** Opening Text block block **

Mara Movie Review
Written by Heidi Palazzo
Released by Sony Pictures
Written and directed by Aleksey Kazakov
2020, 93 minutes, Not Yet Rated
Grimmfest UK Premiere on 3rd April 2021
Semyon Serzin as Andrey
Marina Vasileva as Olya
Aleksandra Revenko as Mara
We have seen the act of memory removal in films and television shows many times over the years (Eternal Sunshine of the Spotless Mind and the ‘Tabula Rasa’ episode of Buffy the Vampire Slayer to name a few), and characters still have not yet realised this is a disastrous approach to solving problems. Alexey Kazakov’s stylish directorial debut, Mara (also known as Pobochnyi effekt or Side Effect), is yet another addition to the morally questionable collection.
Andrey (Semyon Serzin) seeks the assistance of supposed healer and psychic, Mara (played with towering, intimidating force by Aleksandra Revenko), after a traumatic incident dissolves his relationship with his wife, Olya (Marina Vasileva). He wants her back, and no amount of therapy could ever be as effective as electing to erase her mind of the incident. Mara agrees to help, and through her own, unique brand of healing, so begins the process of forgetting. But, given this is both a horror movie and a stupid idea, evil things start happening – made worse by Mara’s month-long, uncontactable absence, where she requests that Andrey care for her magic mushrooms. This is the first sign that we are dealing with a horror that dips into psychedelic realms and, true to form, Mara takes viewers on an insane trip.

** Closing Text block block **

_Required action 1:_ Could you repeat, word for word, the part of the Mara review from "Andrey (Semyon Serzin)" up to and including "an insane trip."?
_Required action 2:_ Can you carry on with the review of the film Mara from the point where it stops?

** Opening Excerpted data block **

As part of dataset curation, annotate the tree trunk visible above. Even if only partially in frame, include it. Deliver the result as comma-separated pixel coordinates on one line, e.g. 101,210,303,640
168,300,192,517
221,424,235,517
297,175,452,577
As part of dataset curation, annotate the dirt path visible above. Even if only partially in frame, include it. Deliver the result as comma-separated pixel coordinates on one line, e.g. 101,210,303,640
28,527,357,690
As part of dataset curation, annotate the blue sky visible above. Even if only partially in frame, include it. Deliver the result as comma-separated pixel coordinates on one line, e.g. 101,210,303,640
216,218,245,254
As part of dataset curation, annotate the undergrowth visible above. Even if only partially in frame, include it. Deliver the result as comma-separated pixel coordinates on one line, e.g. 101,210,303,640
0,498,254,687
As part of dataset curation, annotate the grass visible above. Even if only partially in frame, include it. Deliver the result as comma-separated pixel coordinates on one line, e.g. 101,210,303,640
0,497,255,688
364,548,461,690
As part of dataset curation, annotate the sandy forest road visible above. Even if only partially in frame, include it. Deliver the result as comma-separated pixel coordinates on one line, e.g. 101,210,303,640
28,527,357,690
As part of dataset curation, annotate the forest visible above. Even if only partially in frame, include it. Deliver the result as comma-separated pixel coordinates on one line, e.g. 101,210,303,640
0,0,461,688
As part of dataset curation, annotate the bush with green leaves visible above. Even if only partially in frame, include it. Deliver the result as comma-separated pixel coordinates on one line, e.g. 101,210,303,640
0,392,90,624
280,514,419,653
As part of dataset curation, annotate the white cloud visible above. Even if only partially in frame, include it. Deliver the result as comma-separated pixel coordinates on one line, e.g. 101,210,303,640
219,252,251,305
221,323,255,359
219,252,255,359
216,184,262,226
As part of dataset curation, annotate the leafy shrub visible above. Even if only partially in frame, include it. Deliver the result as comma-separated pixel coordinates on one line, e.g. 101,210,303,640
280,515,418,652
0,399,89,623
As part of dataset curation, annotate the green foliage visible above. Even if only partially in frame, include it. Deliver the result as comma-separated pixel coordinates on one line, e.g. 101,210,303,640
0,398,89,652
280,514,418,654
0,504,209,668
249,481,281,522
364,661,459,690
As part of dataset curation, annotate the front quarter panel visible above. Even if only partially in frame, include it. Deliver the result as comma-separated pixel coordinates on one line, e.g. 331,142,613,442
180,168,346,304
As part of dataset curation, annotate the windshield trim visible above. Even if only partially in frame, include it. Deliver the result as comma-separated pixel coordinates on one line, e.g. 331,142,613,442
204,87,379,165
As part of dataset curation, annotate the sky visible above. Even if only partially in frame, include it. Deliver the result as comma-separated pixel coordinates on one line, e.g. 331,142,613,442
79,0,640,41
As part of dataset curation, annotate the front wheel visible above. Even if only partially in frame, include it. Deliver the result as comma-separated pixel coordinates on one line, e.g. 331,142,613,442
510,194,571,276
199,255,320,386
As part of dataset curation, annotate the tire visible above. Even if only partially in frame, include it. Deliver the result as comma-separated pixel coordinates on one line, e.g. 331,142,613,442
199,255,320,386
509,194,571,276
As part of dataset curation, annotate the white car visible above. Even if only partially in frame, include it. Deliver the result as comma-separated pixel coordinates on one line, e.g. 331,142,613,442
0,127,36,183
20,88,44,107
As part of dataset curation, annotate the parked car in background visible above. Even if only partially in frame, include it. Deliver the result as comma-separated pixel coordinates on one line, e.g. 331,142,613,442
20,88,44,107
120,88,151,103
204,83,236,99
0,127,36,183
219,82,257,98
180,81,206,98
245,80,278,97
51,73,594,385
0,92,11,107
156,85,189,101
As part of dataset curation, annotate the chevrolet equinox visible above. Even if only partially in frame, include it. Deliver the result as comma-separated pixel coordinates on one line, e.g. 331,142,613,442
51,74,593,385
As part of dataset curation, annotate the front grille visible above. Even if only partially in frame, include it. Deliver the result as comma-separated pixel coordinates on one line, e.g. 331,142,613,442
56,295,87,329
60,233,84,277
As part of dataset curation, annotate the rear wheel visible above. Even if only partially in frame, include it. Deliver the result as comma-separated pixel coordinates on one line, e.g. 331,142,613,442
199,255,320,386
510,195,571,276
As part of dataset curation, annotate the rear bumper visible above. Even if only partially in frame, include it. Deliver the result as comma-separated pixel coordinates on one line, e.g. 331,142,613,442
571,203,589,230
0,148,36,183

** Closing Excerpted data block **

_Exercise answer 1:_
Andrey (Semyon Serzin) seeks the assistance of supposed healer and psychic, Mara (played with towering, intimidating force by Aleksandra Revenko), after a traumatic incident dissolves his relationship with his wife, Olya (Marina Vasileva). He wants her back, and no amount of therapy could ever be as effective as electing to erase her mind of the incident. Mara agrees to help, and through her own, unique brand of healing, so begins the process of forgetting. But, given this is both a horror movie and a stupid idea, evil things start happening – made worse by Mara’s month-long, uncontactable absence, where she requests that Andrey care for her magic mushrooms. This is the first sign that we are dealing with a horror that dips into psychedelic realms and, true to form, Mara takes viewers on an insane trip.

_Exercise answer 2:_
One of the first things to capture my attention is the inspiration drawn from ‘70s horror and giallo cinema. All the usual suspects in the subgenre are at play here, with clever camerawork, unsettling musical arrangements, lavish set designs, and lighting that alternates between moody and electric. Adding to this was the English dub attached to my copy, and though disliked initially, I learned to embrace it as another component of the authentic giallo experience.
I will not delve too deeply into what this movie offers. Part of the appeal and surprise is contained in the ways Mara places the audience firmly in Andrey and Olya’s shoes to varying degrees, with the latter’s experiences and performance particularly heartbreaking and worthy of discussion. Despite the experimentation and fusion of horror’s subgenres (with even body horror making a brief, but memorable appearance in one of the film’s most mind-bending scenes), the presentation of grief, loss and trauma through her eyes hits the most effective, horrific beats due to the incredibly real depiction of sexual violence and the impact it can have on a person’s psyche. This is worsened by her position as a woman at the mercy of Andrey’s actions and makes him a despicable character to such a degree you are secretly cheering for Mara’s evil intentions and magic mushrooms.
One of my only gripes with the movie is around the halfway point, where the tonal shift from slow-burning dread to complete psychedelic insanity stumbles slightly, resulting in its focus drifting. This is short-lived however, due to one of the film’s most beautifully crafted scenes, full of rich lighting and exquisite music that successfully pulls the viewer back into its dreamscape, before plunging into the depths of Hell by Andrey’s side.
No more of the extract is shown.